** WHAT THE TASK REQUIRES **
Collect every line in the records below that contains the string "house", and copy each of those lines in full.

___ INFORMATION GIVEN ___

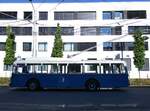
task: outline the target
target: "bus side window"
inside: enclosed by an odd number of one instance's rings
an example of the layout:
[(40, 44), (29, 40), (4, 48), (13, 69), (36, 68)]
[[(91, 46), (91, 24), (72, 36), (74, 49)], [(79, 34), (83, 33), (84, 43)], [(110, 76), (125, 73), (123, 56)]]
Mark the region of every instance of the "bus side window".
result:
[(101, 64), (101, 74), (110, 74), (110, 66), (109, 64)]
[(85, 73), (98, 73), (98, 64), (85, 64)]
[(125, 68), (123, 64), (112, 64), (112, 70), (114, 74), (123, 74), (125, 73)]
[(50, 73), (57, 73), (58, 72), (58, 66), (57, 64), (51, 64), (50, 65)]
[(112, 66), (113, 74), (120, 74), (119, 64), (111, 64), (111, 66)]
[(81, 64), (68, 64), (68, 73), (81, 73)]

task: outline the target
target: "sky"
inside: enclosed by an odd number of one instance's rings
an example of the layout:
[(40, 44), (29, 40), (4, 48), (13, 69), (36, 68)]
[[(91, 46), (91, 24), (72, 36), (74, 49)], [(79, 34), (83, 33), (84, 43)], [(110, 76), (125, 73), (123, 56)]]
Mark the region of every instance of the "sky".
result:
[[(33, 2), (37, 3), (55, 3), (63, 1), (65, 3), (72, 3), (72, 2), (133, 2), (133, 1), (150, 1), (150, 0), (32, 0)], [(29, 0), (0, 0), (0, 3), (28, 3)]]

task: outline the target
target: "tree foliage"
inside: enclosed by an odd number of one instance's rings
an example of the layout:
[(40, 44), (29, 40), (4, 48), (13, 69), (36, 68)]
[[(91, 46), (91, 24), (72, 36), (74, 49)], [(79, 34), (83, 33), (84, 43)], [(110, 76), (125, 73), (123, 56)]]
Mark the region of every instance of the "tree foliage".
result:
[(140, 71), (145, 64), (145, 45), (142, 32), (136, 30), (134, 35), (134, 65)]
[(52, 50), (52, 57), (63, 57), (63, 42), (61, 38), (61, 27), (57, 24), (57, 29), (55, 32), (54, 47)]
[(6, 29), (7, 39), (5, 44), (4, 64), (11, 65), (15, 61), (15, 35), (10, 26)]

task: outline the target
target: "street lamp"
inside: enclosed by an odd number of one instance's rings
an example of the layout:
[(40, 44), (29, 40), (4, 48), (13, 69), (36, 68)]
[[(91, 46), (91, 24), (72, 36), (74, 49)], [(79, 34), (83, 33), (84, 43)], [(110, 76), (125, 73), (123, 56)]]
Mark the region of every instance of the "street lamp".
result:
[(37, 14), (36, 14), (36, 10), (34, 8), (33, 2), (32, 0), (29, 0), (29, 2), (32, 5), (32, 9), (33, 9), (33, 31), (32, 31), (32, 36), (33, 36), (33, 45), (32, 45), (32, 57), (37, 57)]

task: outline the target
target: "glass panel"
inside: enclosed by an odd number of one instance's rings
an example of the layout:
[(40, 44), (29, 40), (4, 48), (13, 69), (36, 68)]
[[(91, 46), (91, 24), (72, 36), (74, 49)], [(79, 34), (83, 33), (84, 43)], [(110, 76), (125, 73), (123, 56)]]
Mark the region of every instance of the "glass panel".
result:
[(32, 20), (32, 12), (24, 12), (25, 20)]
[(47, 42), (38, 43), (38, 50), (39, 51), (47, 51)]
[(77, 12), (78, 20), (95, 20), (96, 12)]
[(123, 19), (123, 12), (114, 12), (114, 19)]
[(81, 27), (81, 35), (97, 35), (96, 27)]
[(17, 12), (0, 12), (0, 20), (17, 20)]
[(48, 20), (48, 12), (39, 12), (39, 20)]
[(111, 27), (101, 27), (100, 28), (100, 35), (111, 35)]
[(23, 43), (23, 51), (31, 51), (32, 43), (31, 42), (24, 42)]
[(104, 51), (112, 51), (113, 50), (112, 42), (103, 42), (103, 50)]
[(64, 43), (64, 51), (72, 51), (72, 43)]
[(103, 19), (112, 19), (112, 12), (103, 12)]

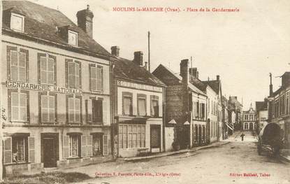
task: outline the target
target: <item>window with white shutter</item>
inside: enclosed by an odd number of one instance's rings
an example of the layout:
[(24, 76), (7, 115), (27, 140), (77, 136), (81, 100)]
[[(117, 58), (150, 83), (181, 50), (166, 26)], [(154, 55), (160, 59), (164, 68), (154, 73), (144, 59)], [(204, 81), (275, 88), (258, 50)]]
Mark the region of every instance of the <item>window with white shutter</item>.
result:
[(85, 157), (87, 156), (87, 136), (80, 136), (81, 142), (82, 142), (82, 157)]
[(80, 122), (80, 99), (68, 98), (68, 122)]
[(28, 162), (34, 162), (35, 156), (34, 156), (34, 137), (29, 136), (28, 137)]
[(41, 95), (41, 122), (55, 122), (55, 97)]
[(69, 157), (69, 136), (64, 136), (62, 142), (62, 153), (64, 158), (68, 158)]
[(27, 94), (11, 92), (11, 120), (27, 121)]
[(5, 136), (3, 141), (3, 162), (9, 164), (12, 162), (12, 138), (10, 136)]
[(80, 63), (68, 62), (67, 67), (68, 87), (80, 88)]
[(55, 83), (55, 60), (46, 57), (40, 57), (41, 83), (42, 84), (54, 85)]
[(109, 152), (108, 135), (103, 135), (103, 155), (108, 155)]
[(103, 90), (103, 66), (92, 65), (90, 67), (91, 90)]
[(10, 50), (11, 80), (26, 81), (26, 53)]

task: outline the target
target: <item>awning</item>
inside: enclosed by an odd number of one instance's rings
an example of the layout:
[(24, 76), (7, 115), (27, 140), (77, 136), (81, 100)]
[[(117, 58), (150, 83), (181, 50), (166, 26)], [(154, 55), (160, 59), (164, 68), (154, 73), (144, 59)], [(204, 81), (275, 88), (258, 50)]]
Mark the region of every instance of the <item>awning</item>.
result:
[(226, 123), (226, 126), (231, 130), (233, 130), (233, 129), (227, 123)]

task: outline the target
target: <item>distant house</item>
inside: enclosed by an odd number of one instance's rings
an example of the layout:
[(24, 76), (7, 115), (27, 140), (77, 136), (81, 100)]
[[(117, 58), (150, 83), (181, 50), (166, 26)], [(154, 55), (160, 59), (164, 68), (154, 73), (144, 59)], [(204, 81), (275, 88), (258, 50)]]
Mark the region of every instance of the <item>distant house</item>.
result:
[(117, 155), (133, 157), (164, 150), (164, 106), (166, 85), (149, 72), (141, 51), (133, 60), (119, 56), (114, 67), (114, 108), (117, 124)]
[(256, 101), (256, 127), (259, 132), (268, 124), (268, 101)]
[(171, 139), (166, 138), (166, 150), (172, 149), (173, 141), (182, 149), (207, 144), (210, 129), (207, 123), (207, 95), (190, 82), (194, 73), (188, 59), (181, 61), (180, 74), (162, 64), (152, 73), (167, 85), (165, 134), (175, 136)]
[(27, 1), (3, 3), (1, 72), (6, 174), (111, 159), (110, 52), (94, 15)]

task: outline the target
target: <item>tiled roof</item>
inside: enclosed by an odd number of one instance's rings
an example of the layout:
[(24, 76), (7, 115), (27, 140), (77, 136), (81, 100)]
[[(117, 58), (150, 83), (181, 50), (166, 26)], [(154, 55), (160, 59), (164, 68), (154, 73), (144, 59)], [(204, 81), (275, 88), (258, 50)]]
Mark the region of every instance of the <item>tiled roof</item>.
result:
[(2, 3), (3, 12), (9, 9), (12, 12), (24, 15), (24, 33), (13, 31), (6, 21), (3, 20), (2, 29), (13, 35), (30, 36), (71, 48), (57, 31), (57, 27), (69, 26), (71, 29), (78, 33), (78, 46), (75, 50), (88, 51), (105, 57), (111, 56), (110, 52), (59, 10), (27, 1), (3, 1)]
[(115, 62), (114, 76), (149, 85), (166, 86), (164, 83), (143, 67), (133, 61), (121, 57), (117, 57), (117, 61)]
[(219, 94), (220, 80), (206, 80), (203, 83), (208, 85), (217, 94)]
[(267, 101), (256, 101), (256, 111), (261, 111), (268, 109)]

___

** REPLY **
target: <item>distant house</item>
Mark the region of every instance of the <item>distant house</item>.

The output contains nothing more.